───── Material ─────
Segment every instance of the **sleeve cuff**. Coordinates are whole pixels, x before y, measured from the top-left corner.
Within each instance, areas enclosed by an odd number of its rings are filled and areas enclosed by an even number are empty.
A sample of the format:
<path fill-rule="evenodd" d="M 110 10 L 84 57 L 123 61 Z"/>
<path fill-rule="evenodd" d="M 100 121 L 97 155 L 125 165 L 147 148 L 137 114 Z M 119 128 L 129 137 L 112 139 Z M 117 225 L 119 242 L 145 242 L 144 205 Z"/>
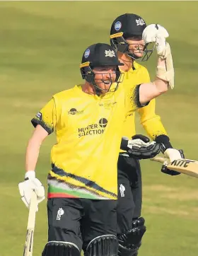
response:
<path fill-rule="evenodd" d="M 144 103 L 144 104 L 141 104 L 141 103 L 139 102 L 139 87 L 140 87 L 140 86 L 141 86 L 141 84 L 139 84 L 135 89 L 134 100 L 135 100 L 135 103 L 138 107 L 144 107 L 147 106 L 149 104 L 150 101 L 148 101 L 148 103 Z"/>
<path fill-rule="evenodd" d="M 46 132 L 48 132 L 48 134 L 50 134 L 53 132 L 53 129 L 50 128 L 42 120 L 37 120 L 37 118 L 33 118 L 31 120 L 31 123 L 34 127 L 36 127 L 37 124 L 40 124 Z"/>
─────
— Exercise objective —
Count the lines of the records above that contain the word "instance", treating case as significant, and give only the number.

— Final result —
2